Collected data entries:
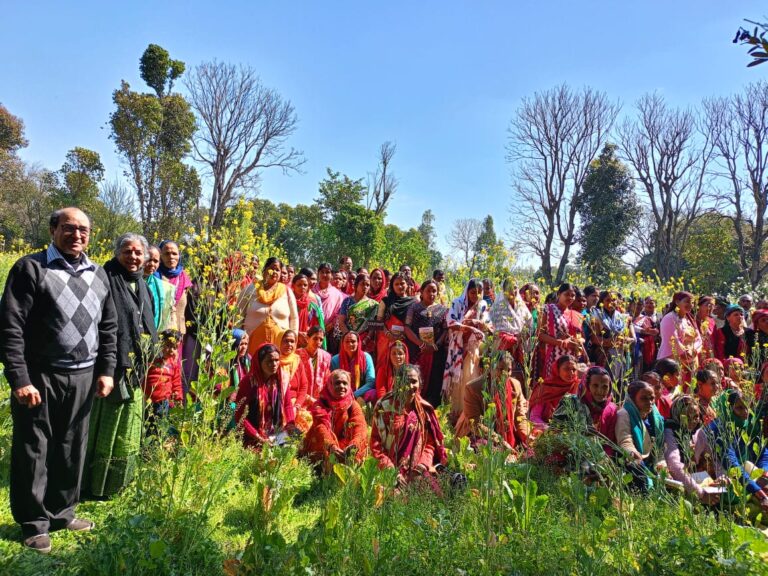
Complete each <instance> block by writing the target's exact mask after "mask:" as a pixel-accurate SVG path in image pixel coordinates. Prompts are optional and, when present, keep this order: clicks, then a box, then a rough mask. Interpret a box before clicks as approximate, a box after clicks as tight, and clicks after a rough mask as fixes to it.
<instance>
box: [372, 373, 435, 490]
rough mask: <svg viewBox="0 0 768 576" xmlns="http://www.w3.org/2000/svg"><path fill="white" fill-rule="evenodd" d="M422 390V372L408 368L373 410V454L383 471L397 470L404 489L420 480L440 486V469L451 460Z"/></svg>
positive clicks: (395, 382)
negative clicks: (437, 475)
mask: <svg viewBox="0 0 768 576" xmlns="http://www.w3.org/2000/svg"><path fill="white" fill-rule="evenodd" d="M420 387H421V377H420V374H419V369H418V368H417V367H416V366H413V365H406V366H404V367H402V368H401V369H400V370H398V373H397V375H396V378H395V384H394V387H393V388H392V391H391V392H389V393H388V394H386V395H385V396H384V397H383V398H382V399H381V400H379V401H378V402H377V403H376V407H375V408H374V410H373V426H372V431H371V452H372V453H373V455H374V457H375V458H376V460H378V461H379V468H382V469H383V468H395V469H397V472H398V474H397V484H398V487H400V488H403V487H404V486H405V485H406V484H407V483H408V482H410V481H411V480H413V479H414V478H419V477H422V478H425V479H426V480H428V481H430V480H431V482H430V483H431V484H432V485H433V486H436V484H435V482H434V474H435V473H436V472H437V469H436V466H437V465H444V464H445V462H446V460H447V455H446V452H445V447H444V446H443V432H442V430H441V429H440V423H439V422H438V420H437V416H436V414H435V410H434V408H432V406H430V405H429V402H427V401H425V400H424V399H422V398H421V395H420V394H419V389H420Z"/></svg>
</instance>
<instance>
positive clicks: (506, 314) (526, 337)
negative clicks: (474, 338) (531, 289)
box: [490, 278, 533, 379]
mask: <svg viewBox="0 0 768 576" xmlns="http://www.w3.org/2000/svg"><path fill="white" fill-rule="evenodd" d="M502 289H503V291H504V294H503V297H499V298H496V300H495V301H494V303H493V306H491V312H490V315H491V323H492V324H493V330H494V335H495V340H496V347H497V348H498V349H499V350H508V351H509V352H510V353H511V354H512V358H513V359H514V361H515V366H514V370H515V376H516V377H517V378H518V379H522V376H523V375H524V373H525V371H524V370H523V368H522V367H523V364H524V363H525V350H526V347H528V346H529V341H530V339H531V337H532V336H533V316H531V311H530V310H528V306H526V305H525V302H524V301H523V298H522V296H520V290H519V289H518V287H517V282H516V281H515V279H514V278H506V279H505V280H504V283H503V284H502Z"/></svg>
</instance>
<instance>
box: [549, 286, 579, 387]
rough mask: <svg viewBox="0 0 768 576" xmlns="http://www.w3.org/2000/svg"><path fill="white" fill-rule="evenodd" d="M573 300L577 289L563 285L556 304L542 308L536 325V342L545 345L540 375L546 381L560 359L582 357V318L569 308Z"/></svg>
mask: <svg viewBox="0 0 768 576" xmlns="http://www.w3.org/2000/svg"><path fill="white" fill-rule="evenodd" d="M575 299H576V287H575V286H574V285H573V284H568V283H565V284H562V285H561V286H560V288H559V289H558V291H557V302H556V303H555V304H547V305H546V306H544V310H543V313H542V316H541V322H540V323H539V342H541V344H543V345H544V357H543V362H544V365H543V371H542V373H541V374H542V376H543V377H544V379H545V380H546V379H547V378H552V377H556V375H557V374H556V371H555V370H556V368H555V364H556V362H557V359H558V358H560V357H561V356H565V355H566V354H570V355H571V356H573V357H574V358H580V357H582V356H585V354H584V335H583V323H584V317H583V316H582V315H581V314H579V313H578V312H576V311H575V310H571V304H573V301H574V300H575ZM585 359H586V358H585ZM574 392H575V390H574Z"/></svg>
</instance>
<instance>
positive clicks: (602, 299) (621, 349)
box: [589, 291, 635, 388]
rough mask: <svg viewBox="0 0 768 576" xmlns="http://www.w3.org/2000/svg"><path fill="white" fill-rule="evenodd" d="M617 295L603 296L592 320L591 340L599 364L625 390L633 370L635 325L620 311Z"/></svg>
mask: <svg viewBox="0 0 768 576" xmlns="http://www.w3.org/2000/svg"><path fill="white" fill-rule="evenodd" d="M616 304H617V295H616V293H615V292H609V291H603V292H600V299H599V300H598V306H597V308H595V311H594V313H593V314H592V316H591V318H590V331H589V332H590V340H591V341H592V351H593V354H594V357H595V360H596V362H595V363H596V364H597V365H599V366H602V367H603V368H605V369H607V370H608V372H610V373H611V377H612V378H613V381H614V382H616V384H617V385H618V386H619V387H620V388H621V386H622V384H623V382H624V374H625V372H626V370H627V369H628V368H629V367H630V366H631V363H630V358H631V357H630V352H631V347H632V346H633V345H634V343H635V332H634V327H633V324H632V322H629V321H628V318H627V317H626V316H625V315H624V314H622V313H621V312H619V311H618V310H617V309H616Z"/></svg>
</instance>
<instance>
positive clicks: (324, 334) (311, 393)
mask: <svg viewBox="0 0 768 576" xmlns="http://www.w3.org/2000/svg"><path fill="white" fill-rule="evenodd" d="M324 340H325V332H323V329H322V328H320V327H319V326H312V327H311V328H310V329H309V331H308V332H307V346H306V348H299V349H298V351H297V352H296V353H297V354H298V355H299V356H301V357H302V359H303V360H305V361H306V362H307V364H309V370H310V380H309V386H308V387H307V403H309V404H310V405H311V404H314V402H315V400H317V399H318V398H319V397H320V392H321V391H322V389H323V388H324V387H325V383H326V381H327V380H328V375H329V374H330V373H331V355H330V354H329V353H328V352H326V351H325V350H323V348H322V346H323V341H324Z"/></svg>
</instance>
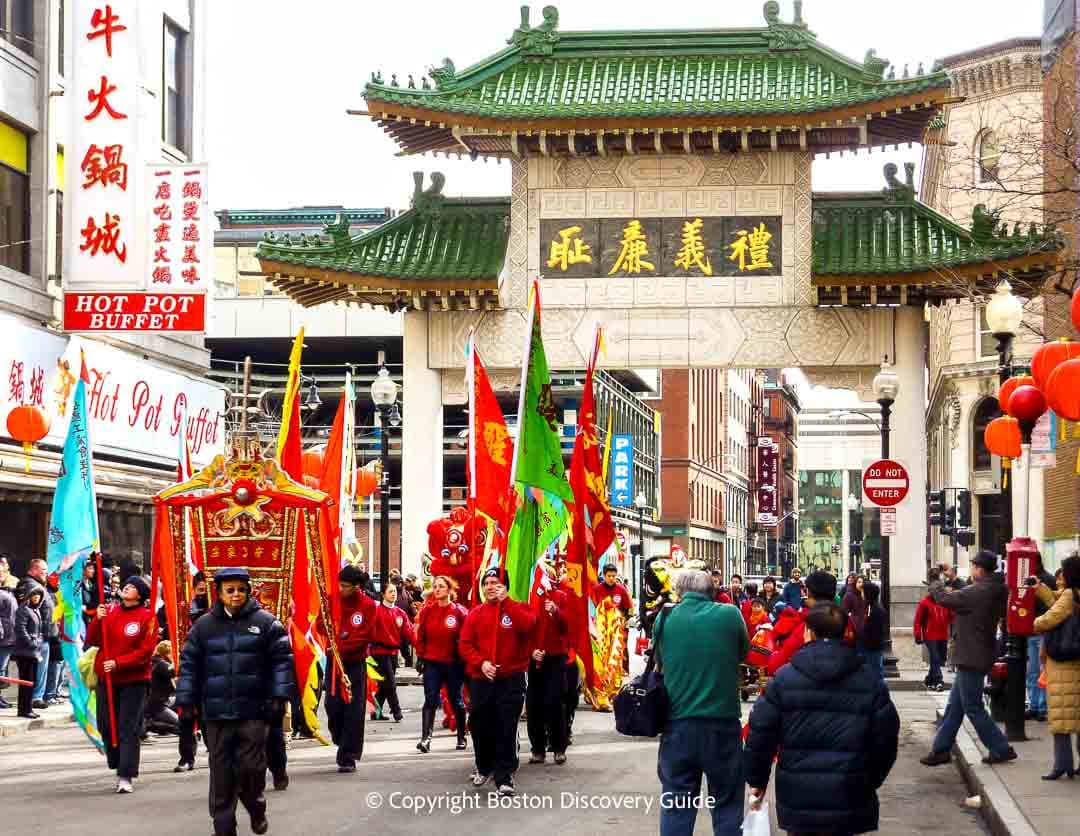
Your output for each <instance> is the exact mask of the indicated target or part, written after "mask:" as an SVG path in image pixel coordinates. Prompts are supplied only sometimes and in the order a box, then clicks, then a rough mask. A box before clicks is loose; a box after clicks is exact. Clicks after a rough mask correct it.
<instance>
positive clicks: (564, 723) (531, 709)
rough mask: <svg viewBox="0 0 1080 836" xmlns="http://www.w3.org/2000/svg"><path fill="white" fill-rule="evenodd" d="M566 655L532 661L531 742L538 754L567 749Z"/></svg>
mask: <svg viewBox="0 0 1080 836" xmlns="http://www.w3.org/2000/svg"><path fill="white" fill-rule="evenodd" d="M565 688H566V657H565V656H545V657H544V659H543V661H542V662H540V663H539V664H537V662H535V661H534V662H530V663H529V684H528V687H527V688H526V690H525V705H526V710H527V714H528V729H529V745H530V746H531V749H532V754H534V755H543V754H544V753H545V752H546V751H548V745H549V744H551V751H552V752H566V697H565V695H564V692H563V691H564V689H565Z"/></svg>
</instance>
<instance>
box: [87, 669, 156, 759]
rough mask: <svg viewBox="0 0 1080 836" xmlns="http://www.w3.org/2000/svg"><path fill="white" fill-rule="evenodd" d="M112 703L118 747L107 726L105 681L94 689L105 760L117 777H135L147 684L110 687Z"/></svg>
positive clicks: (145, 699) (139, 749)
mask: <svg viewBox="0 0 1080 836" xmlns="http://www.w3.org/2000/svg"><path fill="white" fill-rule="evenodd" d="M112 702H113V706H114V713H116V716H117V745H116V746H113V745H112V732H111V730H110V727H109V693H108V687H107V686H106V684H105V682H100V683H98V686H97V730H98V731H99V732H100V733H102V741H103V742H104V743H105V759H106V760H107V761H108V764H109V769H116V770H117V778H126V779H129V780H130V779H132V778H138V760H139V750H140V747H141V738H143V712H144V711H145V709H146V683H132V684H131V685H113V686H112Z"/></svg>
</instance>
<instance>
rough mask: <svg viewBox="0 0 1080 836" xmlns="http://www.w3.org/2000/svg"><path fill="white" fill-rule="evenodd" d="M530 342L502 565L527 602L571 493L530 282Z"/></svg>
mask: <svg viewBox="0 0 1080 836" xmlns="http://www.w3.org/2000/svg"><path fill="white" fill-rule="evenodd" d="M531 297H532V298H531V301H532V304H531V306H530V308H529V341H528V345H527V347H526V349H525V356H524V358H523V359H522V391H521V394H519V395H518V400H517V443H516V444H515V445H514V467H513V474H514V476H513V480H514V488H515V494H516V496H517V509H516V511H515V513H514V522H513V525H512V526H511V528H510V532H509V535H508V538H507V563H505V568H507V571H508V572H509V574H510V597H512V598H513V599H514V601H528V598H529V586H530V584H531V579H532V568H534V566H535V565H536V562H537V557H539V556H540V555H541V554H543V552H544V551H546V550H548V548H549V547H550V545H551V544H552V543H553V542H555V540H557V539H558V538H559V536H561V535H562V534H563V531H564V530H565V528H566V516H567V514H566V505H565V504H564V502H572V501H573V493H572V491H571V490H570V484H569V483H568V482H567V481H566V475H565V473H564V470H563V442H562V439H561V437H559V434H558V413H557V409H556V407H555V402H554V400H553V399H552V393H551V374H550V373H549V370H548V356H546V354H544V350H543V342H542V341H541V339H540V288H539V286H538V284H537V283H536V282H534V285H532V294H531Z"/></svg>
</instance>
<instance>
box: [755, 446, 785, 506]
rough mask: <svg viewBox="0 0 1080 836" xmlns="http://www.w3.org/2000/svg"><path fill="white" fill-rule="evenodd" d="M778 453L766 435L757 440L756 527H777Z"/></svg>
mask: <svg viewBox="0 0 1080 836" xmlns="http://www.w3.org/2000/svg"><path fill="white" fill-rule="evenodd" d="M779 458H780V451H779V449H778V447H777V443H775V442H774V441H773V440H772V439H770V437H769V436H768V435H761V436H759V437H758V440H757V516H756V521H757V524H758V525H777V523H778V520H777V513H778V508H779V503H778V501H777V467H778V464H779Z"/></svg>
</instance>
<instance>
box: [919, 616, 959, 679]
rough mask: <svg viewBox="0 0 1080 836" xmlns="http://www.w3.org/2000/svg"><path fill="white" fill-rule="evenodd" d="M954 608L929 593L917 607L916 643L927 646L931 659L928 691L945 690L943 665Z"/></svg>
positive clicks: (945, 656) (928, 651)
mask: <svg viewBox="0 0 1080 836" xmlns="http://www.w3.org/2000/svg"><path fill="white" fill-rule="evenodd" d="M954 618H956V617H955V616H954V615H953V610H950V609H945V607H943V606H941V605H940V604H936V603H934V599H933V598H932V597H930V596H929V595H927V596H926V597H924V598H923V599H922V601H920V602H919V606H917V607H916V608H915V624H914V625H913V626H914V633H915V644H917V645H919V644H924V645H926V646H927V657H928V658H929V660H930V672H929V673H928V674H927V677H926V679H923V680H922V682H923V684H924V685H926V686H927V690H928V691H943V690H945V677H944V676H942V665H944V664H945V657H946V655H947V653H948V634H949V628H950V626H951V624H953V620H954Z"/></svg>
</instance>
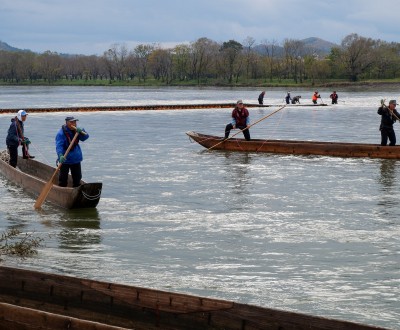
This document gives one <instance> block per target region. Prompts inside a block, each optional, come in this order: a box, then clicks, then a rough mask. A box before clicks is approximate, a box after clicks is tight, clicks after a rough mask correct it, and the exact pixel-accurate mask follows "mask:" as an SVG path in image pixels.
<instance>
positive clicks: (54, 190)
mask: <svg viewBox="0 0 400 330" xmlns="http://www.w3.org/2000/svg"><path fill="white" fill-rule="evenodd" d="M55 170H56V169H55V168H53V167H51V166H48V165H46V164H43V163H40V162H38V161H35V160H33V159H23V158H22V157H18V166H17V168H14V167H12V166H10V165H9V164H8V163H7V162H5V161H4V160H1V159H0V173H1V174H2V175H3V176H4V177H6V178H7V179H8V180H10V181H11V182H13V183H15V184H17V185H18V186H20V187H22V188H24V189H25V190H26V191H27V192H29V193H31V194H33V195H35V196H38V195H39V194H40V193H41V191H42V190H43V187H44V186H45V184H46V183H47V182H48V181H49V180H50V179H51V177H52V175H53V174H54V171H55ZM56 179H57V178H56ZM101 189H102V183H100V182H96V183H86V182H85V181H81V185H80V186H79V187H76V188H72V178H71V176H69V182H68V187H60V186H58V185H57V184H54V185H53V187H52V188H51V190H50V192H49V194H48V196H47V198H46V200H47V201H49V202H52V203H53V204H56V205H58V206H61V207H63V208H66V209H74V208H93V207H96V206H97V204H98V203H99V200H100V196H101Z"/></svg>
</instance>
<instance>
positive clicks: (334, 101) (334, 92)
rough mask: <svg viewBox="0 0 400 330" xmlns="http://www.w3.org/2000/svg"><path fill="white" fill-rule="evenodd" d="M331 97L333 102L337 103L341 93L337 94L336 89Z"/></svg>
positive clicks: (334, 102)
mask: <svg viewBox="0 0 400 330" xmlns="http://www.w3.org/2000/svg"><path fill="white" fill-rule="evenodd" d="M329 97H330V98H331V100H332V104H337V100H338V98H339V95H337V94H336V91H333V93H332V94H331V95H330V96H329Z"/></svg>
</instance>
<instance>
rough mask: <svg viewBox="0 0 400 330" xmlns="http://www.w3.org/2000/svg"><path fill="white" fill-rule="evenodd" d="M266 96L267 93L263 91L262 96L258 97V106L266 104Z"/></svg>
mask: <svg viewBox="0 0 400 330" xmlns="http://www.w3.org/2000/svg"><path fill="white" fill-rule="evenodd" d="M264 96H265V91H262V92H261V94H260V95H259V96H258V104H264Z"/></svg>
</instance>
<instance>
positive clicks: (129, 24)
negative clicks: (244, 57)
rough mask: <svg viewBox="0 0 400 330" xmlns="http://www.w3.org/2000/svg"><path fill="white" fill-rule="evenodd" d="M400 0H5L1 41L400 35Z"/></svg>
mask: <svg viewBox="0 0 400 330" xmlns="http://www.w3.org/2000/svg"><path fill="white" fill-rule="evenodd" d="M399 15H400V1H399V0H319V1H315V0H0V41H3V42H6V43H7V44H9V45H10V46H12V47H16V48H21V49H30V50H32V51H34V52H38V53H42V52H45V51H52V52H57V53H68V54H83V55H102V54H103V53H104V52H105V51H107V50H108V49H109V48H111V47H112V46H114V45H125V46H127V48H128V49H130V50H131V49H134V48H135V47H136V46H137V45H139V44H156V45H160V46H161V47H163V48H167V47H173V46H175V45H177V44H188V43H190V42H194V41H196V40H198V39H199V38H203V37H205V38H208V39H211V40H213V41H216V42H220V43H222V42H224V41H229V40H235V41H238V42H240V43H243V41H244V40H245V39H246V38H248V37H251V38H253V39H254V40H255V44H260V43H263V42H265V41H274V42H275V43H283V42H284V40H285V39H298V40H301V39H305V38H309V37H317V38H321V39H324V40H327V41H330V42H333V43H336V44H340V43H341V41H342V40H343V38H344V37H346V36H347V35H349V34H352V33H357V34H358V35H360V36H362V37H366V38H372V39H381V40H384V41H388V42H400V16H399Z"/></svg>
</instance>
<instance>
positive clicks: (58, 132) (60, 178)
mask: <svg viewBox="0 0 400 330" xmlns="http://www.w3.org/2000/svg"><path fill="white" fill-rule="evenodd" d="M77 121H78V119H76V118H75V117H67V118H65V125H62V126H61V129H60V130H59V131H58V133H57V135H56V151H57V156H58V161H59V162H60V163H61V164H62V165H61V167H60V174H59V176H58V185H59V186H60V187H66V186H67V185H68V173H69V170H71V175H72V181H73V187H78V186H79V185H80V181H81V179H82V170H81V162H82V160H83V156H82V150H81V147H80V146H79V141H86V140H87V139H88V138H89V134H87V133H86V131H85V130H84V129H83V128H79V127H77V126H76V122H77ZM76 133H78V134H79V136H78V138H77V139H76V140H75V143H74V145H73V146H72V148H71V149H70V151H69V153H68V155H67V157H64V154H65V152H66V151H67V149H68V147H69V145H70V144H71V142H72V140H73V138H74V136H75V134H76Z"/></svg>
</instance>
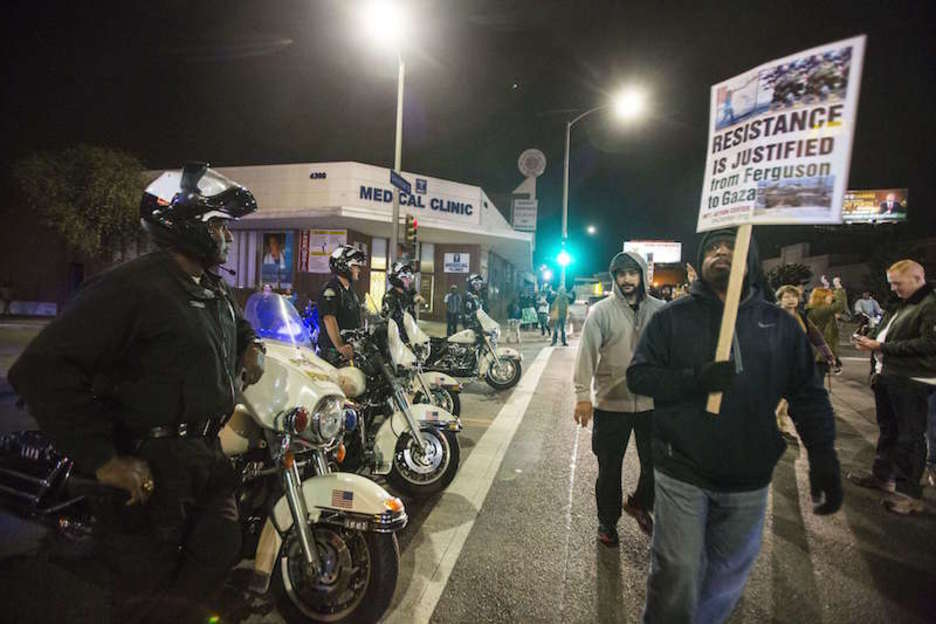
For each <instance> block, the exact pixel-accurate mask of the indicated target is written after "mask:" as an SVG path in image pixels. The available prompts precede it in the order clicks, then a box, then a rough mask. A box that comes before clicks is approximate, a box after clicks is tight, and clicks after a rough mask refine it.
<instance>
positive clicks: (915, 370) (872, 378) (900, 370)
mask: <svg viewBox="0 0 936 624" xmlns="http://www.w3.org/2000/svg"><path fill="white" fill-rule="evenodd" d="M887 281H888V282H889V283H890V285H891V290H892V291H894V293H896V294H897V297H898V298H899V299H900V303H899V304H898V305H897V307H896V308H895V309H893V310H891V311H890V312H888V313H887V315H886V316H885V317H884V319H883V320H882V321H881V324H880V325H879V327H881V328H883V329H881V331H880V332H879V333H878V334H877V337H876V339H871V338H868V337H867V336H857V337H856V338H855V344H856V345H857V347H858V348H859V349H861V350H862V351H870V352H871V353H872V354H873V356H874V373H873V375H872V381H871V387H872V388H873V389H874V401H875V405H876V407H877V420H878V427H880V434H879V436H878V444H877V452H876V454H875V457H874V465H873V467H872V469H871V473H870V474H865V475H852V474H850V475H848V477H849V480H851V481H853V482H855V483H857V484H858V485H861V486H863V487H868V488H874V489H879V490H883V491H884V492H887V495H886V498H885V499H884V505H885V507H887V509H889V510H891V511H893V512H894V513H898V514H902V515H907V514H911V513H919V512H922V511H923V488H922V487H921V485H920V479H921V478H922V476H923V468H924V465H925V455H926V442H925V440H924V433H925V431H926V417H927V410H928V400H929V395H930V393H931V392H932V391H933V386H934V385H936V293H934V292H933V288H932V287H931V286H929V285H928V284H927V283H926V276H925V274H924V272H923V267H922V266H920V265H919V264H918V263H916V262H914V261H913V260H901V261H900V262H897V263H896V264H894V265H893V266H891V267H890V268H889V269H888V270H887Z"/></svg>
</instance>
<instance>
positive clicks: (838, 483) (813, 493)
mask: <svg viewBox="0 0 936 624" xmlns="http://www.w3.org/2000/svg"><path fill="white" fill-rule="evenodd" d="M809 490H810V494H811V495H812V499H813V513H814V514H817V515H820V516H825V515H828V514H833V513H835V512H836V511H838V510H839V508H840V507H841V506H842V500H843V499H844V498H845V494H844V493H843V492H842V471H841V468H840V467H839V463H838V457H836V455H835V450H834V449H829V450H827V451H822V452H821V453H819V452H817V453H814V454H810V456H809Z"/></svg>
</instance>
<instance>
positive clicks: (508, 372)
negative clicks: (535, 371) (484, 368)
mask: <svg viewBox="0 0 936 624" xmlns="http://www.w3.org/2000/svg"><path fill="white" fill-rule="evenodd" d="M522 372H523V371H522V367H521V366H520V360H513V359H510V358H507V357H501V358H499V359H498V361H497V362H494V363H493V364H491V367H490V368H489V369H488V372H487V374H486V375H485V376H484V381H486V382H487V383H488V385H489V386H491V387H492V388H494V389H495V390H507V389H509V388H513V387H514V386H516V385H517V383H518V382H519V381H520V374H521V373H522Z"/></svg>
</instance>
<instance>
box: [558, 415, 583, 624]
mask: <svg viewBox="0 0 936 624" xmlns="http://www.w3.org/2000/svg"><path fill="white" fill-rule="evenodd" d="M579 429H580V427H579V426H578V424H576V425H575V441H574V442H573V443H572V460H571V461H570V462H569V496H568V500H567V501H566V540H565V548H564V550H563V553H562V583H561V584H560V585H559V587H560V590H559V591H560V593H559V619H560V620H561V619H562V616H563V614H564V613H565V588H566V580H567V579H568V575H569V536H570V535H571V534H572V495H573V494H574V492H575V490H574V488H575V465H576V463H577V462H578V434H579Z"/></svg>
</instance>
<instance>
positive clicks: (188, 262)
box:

▶ [Task item]:
Without the pictures, copy the entries from their first line through the line containing "positive clicks: (395, 382)", and only those lines.

▶ [Response to the exercise]:
Complete each <instance> block by writing the target's exact mask after "mask:" as a pixel-accurate SVG path in image pixel coordinates. Prompts are optional and, when present, keep this order: clicks, then a box, then a rough mask. Interpret a box before clicks as approximate, a box after clicks as tight, and clicks after a rough mask as fixes to it.
<instance>
box: [372, 373, 435, 490]
rough mask: <svg viewBox="0 0 768 576" xmlns="http://www.w3.org/2000/svg"><path fill="white" fill-rule="evenodd" d="M422 390V372L408 368L373 410V454L383 471L397 470L404 489L420 480L440 486V469L451 460Z"/></svg>
positive clicks: (395, 382)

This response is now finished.